=== WHAT TO DO ===
(A) According to the Dania history text, during which years did Lawrence Olaf Hansen serve as Broward County Tax Assessor?
(B) Reproduce everything in the Dania history text from "The 1926 , Ft." down to "City of Hollywood.".
---------- TEXT
In 1941, Crudup is also credited with convincing former professional football player, Joseph “Phoney” Smith – a former Mercer University classmate of his – to join him onstaff of Dania High School. Smith is said to have recalled that prior to coming to Dania High School the team had not won a football game in ten years and that the athletic program was very poor. Smith would continue to coach football at Dania High School, which later merged into the new South Broward High School after Crudup’s departure. Smith stayed with South Broward until his retirement in 1967 after a celebrated career coaching the football team and serving as the school’s athletic director.
Following the ownership of the Crudup family home, Lawrence O. and Clara E. Hansen purchased the property in 1944. Both Lawrence and Clara Hansen had been born in Wisconsin of Scandinavian parents. Lawrence Olaf Hansen is best known for his more than three decades of service as the Broward County Tax Assessor, an office that he was successively re-elected to and served in from 1933-1961. Then Hansens were part of the first 50 families of Danish and Scandinavian extraction from Wisconsin that settled in Dania by 1904 – when it was part of Dade County – because of the entreaties of Mr. A.C. Frost. Frost, abusiness man and state Legislator from Wisconsin, is considered the father of the City of Dania and moved to Florida in 1899 and settled in Modelo, the name under which the Florida East Coast Railroad first platted the town now known as the City of Dania Beach.
In November 1904, Peter Hansen, Lawrence’s father, was appointed Dania’s first tax assessor, a position later taken over by Lawrence. By the time of the 1910 census, Lawrence was listed as living with his parents and working as a farm laborer. Though his voter registration of March 15,1916 listed Lawrence as working in real estate, at the time of draft registration in June 1917, Lawrence is still noted as working as a farmer. He is also listed as married to Clara by this time and having two children. By the time of the 1920 Census, though, Lawrence had become the city’s Tax Assessor. The Hansen family’s close ties to Mr. A.C. Frost, who controlled Dania’s politics in the early years, likely led and allowed Lawrence to succeed his father as tax assessor.
In 1920, Lawrence and his wife, Clara, and their children were still living with his parents, while his father remained involved with farming and his mother was listed as running a dry food mercantile business.
The 1926 , Ft. Lauderdale City Directory indicates that Hansen was doing some real estate work in the 1920s and that he was a partner in the firm Hansen, Moore and Tubbs, Inc., with partners Messrs. F.J. Moore and H.T. Tubbs. Tubbs was one of the founding electors of the City and the time of its incorporation in 1904. He was elected as one of its first five aldermen and was serving as mayor in 1926, prior to its brief incorporation into the City of Hollywood.
--------------------
---------- GIVEN DATA
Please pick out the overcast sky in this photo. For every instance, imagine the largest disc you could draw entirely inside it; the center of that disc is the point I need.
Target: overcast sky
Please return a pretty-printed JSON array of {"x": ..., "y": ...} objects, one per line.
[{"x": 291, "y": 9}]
--------------------
=== ANSWERS PROVIDED ===
(A) 1933-1961

(B)
The 1926 , Ft. Lauderdale City Directory indicates that Hansen was doing some real estate work in the 1920s and that he was a partner in the firm Hansen, Moore and Tubbs, Inc., with partners Messrs. F.J. Moore and H.T. Tubbs. Tubbs was one of the founding electors of the City and the time of its incorporation in 1904. He was elected as one of its first five aldermen and was serving as mayor in 1926, prior to its brief incorporation into the City of Hollywood.